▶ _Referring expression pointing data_
● ● ● ● ● ● ●

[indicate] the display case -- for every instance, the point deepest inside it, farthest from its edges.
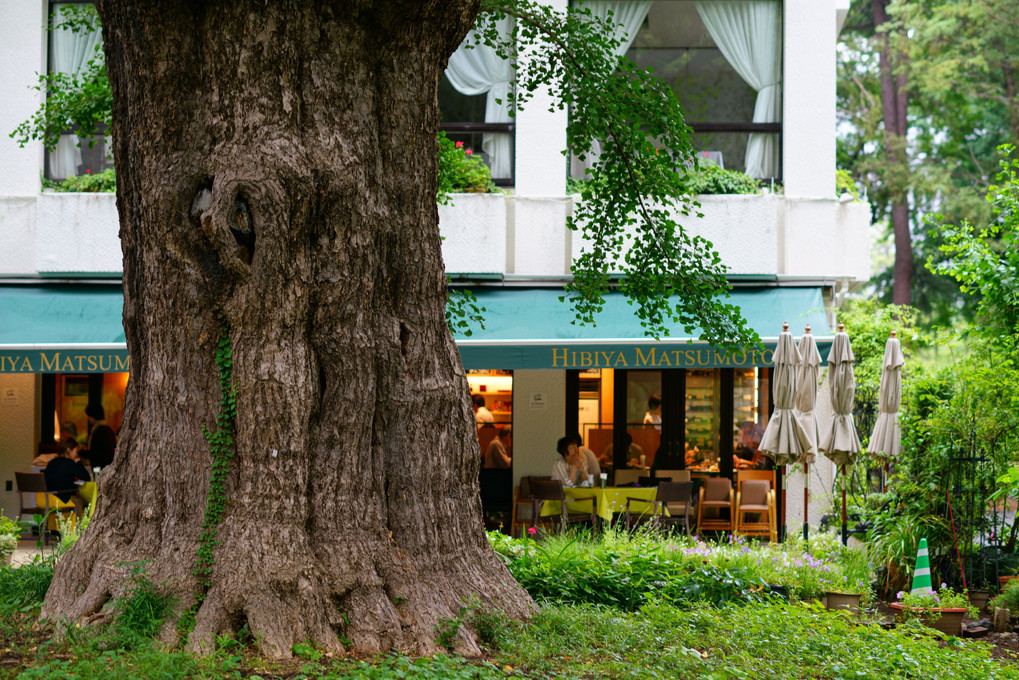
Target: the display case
(702, 413)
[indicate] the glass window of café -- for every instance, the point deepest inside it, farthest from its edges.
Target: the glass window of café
(64, 399)
(722, 60)
(674, 419)
(491, 394)
(70, 51)
(475, 107)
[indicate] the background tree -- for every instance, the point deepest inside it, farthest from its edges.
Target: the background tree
(284, 309)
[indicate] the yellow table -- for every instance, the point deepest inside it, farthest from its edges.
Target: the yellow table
(610, 500)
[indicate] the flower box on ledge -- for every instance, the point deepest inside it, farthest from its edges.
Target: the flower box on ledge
(948, 619)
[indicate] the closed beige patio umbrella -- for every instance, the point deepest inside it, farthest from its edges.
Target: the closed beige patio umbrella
(840, 441)
(785, 439)
(806, 398)
(886, 440)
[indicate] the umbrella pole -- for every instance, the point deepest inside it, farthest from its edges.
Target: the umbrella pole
(845, 523)
(806, 500)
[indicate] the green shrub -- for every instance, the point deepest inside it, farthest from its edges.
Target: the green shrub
(91, 182)
(710, 178)
(23, 588)
(461, 170)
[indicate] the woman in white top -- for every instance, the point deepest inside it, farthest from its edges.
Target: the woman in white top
(571, 470)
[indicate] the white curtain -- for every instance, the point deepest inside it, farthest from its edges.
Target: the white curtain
(71, 54)
(749, 35)
(478, 70)
(627, 19)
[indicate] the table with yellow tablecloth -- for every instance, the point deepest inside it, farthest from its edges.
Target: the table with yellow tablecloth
(609, 500)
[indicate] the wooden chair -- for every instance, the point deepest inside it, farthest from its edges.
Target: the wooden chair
(543, 490)
(716, 493)
(673, 475)
(521, 516)
(672, 495)
(755, 497)
(42, 500)
(627, 476)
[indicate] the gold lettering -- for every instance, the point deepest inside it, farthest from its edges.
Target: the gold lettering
(642, 360)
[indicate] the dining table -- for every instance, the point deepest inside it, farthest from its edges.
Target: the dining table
(609, 500)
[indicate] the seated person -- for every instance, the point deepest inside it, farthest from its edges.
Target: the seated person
(634, 452)
(62, 472)
(497, 455)
(593, 466)
(571, 469)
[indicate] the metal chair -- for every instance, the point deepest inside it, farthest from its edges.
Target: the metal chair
(543, 490)
(672, 495)
(43, 500)
(716, 493)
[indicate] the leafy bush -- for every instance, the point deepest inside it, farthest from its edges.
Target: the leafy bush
(90, 182)
(710, 178)
(626, 571)
(23, 588)
(461, 170)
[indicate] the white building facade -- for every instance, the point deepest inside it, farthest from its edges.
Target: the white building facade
(792, 251)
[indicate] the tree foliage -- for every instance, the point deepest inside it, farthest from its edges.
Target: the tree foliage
(629, 208)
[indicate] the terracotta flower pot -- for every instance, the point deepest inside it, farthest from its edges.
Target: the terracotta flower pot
(843, 600)
(978, 598)
(950, 621)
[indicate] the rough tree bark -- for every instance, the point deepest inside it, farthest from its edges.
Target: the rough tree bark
(894, 102)
(277, 162)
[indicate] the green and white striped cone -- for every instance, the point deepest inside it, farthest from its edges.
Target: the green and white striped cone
(921, 575)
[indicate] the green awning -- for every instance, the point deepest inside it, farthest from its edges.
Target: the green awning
(78, 328)
(530, 328)
(62, 328)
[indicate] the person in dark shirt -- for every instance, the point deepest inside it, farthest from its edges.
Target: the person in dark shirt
(61, 473)
(102, 439)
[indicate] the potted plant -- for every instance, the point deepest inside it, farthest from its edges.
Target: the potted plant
(10, 531)
(942, 610)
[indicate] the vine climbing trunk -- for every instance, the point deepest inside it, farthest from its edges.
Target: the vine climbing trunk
(276, 171)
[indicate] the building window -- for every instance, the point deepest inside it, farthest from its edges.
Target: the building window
(722, 59)
(475, 109)
(70, 52)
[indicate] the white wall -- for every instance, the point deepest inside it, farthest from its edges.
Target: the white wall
(536, 430)
(22, 55)
(809, 98)
(18, 432)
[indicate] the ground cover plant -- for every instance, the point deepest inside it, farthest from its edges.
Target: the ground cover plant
(734, 637)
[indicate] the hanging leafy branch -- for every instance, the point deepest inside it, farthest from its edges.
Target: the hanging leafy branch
(637, 185)
(83, 101)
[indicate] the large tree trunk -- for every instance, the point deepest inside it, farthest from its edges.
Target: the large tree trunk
(276, 164)
(894, 103)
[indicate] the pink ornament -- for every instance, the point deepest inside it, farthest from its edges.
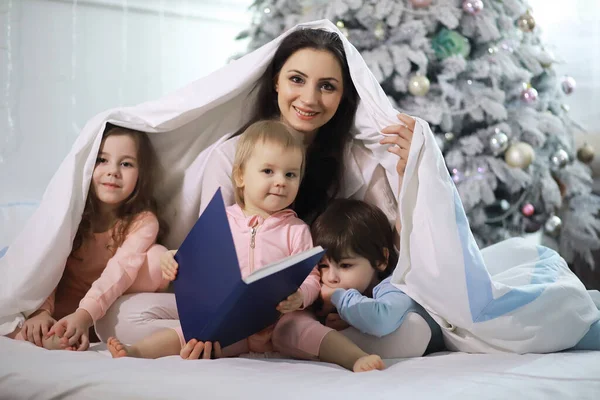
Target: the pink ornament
(528, 209)
(529, 95)
(420, 3)
(472, 7)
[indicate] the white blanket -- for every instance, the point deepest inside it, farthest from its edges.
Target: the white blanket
(439, 266)
(28, 372)
(182, 127)
(512, 296)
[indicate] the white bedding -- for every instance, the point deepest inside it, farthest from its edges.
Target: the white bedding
(30, 372)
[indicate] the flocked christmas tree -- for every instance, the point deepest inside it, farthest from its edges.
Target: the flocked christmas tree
(478, 72)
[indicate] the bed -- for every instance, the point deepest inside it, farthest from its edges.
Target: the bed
(28, 372)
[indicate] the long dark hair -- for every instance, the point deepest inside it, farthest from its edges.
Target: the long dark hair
(325, 155)
(141, 200)
(354, 225)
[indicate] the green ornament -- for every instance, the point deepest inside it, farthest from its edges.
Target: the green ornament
(449, 43)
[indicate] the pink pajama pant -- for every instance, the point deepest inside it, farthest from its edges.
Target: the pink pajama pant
(149, 278)
(136, 316)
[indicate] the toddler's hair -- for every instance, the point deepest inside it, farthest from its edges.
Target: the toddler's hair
(266, 131)
(358, 227)
(141, 200)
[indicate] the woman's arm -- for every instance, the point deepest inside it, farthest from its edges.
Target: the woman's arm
(377, 316)
(217, 174)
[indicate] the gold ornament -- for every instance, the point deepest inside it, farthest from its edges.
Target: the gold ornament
(525, 22)
(553, 225)
(585, 154)
(418, 85)
(519, 155)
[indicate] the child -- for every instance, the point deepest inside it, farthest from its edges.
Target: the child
(114, 249)
(268, 167)
(356, 269)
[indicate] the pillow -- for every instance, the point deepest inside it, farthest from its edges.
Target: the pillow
(13, 217)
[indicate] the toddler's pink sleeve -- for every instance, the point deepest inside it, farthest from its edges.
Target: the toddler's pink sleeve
(122, 269)
(302, 241)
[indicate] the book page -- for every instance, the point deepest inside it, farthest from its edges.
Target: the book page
(281, 264)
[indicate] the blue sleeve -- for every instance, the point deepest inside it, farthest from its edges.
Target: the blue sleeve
(377, 316)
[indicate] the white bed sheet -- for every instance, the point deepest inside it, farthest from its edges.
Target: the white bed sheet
(28, 372)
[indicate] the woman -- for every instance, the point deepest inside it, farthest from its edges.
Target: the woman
(308, 86)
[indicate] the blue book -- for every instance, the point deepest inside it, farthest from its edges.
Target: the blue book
(213, 301)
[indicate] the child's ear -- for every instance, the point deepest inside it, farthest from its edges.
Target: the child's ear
(386, 255)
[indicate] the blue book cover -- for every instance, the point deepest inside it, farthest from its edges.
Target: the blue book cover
(213, 301)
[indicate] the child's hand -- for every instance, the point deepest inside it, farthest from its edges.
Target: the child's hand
(292, 303)
(195, 349)
(328, 307)
(73, 329)
(36, 326)
(168, 265)
(334, 321)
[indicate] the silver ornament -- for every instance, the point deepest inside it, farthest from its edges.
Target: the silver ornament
(559, 159)
(586, 153)
(472, 7)
(519, 155)
(379, 31)
(418, 85)
(568, 84)
(420, 3)
(526, 22)
(553, 225)
(498, 142)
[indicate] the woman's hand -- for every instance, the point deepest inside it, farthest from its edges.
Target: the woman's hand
(400, 138)
(168, 265)
(73, 329)
(36, 327)
(334, 321)
(292, 303)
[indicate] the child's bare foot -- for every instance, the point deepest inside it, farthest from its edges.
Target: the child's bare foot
(368, 363)
(118, 349)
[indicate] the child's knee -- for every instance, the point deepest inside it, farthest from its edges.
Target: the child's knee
(298, 334)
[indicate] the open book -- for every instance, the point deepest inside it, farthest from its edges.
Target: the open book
(213, 301)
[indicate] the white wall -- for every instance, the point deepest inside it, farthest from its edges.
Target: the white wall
(571, 30)
(63, 61)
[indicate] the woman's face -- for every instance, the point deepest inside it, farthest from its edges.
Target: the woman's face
(309, 90)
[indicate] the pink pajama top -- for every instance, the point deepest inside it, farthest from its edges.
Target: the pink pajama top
(260, 242)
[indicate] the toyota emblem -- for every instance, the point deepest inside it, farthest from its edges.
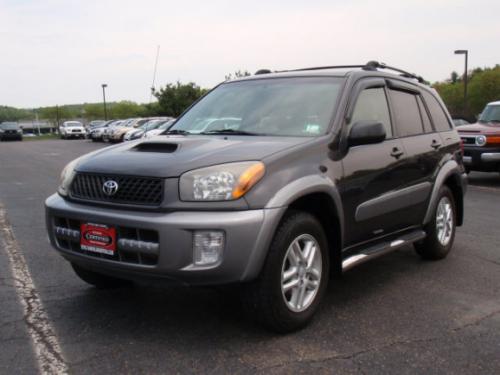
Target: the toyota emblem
(110, 188)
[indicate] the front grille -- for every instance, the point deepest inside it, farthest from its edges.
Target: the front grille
(131, 190)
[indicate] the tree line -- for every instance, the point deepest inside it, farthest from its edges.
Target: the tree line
(174, 98)
(483, 87)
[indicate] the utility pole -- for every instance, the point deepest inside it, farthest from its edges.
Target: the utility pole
(466, 53)
(57, 118)
(104, 85)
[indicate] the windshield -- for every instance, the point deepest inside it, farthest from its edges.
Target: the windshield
(283, 107)
(9, 126)
(490, 114)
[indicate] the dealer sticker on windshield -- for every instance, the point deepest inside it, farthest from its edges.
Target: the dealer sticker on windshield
(98, 238)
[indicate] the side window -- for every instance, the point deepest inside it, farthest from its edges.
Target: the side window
(425, 116)
(406, 113)
(439, 118)
(372, 106)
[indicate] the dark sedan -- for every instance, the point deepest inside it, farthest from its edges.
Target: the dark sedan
(10, 131)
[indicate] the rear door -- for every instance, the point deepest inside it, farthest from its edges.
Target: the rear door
(422, 145)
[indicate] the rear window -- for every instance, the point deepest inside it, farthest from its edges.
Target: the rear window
(406, 113)
(439, 117)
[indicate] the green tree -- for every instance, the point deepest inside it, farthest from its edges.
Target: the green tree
(14, 114)
(483, 87)
(237, 74)
(174, 98)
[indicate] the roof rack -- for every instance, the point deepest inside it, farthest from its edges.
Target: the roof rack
(370, 65)
(373, 65)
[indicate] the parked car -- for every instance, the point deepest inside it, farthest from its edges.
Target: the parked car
(158, 128)
(482, 141)
(137, 133)
(460, 122)
(119, 133)
(321, 173)
(11, 131)
(72, 129)
(97, 133)
(108, 131)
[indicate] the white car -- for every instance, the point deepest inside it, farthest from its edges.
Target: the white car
(72, 129)
(164, 125)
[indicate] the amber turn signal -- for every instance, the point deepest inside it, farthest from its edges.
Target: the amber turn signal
(248, 179)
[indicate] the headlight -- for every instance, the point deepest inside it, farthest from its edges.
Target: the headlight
(223, 182)
(66, 178)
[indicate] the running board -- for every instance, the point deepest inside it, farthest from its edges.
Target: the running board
(382, 248)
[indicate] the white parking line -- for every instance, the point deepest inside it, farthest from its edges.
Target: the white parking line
(46, 347)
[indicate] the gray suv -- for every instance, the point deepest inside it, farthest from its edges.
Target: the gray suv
(318, 170)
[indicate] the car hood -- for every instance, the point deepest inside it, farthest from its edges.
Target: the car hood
(170, 156)
(479, 128)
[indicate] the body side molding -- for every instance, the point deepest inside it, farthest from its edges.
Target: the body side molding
(393, 201)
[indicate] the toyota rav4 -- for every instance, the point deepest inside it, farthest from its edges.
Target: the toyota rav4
(324, 169)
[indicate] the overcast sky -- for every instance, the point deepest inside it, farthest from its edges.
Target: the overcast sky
(59, 52)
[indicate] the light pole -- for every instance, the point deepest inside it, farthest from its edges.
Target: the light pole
(466, 53)
(104, 85)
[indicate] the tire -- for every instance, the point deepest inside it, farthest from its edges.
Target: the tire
(265, 299)
(98, 280)
(438, 243)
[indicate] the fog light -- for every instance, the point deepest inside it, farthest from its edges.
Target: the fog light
(207, 247)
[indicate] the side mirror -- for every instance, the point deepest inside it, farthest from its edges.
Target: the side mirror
(366, 132)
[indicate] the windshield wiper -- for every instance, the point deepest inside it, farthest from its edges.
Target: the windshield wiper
(230, 131)
(177, 131)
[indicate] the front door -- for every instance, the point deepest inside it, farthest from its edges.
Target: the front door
(373, 175)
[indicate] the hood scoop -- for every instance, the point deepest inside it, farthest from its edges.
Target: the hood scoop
(157, 147)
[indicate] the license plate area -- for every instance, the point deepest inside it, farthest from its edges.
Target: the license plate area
(98, 238)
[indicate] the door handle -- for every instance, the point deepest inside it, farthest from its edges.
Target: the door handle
(396, 152)
(435, 144)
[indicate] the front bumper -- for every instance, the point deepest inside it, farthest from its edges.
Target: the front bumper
(11, 136)
(247, 238)
(75, 135)
(486, 159)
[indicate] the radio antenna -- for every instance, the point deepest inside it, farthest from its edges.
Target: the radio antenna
(154, 74)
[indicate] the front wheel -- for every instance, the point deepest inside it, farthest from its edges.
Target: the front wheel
(294, 278)
(98, 280)
(441, 229)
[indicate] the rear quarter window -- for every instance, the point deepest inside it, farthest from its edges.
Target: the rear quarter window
(439, 117)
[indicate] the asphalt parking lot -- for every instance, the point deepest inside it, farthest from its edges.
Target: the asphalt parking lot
(395, 315)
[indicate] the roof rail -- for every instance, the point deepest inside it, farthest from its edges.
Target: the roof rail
(374, 65)
(370, 65)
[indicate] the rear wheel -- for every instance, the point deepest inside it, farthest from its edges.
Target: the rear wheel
(98, 280)
(294, 278)
(441, 229)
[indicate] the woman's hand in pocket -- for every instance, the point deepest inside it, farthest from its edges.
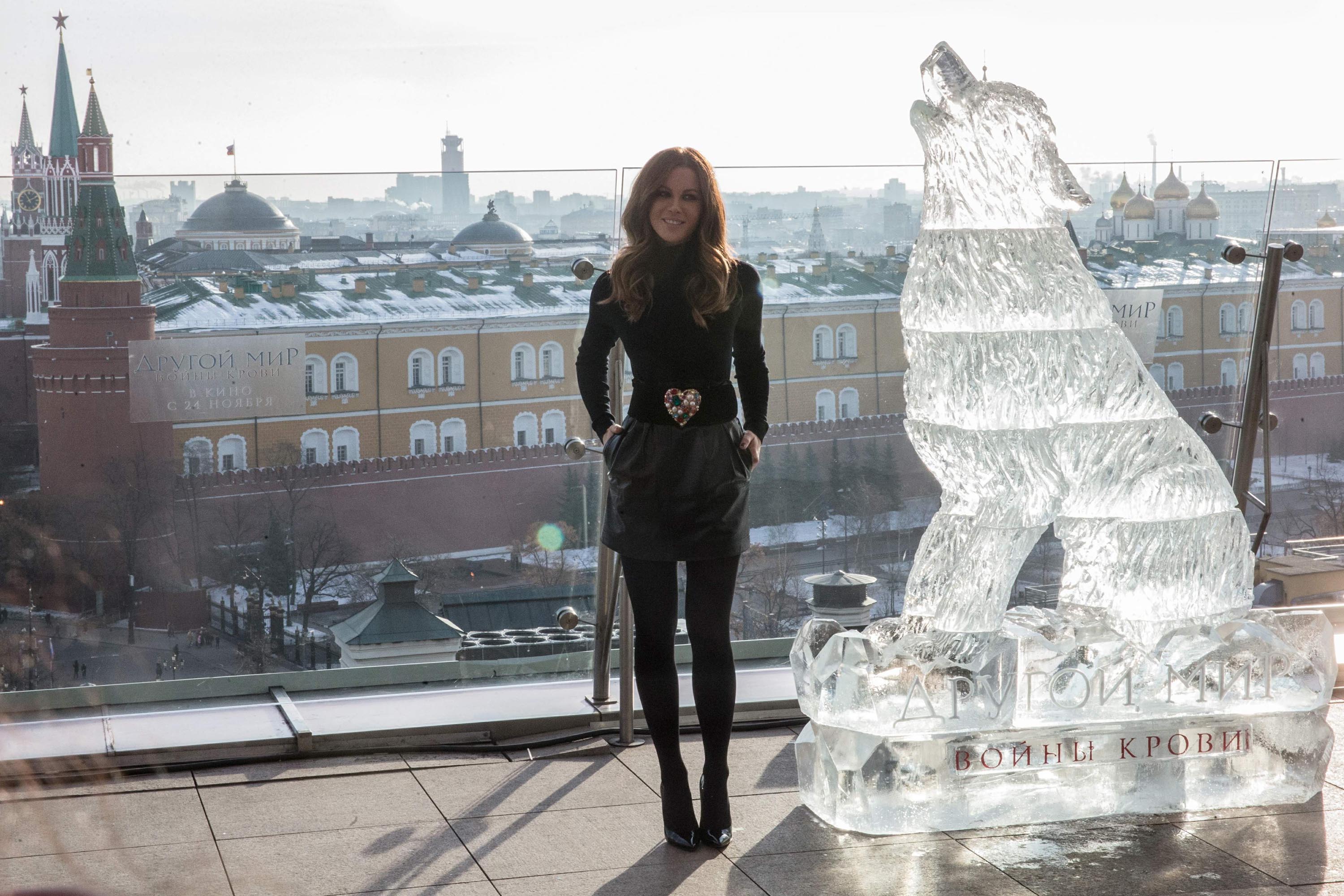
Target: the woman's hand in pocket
(752, 443)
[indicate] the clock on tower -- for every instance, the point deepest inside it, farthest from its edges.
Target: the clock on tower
(30, 199)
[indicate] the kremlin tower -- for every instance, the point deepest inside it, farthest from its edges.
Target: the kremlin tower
(90, 453)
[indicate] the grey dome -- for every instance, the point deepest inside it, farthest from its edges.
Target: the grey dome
(491, 232)
(237, 211)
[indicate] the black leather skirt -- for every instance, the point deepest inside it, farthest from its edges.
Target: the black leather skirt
(676, 493)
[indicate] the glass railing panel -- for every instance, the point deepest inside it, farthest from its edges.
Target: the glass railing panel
(1304, 366)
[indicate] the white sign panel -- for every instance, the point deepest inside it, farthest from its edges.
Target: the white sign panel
(217, 378)
(1137, 312)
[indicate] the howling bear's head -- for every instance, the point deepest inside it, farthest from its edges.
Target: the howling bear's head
(990, 152)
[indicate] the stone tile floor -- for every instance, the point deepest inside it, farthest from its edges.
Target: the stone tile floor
(484, 825)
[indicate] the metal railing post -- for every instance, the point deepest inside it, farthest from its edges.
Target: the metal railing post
(608, 569)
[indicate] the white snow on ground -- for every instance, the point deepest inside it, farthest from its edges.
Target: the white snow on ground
(1295, 470)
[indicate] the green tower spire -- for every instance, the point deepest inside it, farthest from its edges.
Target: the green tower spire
(65, 119)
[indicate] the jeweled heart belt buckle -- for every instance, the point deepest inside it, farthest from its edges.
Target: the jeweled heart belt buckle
(682, 404)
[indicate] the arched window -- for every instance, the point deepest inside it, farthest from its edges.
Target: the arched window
(553, 361)
(553, 426)
(823, 345)
(346, 444)
(1316, 366)
(1299, 315)
(1175, 322)
(315, 375)
(312, 447)
(422, 439)
(420, 370)
(849, 404)
(345, 374)
(826, 405)
(451, 367)
(453, 433)
(525, 429)
(195, 456)
(523, 363)
(233, 453)
(847, 342)
(1316, 315)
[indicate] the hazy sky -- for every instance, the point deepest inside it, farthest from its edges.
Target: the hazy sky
(370, 86)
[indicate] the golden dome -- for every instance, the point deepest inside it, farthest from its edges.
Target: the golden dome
(1171, 187)
(1123, 194)
(1202, 207)
(1140, 209)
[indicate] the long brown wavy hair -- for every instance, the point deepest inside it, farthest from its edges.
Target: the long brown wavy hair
(711, 288)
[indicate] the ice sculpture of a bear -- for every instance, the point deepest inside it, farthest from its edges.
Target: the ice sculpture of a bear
(1030, 405)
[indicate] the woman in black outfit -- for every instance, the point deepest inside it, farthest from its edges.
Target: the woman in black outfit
(679, 464)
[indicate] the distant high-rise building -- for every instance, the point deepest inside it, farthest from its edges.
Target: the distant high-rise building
(457, 195)
(816, 240)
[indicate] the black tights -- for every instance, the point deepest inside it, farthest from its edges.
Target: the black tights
(709, 603)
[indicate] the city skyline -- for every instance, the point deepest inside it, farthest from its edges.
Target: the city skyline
(362, 101)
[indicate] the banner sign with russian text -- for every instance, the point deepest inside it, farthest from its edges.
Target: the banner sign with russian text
(217, 378)
(1137, 312)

● ● ● ● ● ● ●

▶ _PROBLEM_
Repeat, without change, each line of the data above from the one that contains "[indicate] the distant" through the final line, counting both.

▶ _EXERCISE OUTPUT_
[indicate] the distant high-rise building -- for every instance, the point deepest inside it, farthest from its edges.
Target: the distant high-rise building
(457, 195)
(816, 240)
[indicate] the black tights -- for every instance, the point deepest inside it, farthest from its edges.
Target: the black tights
(709, 603)
[indicate] the city skyline -- for every instance, the point deepest inside it, farthest from its edges.
Target: the city skyline
(362, 101)
[indicate] the banner sign with russian text -- for every instance, the point deepest inside it, farthest from its edges.
Target: the banner sign with russian text
(217, 378)
(1137, 312)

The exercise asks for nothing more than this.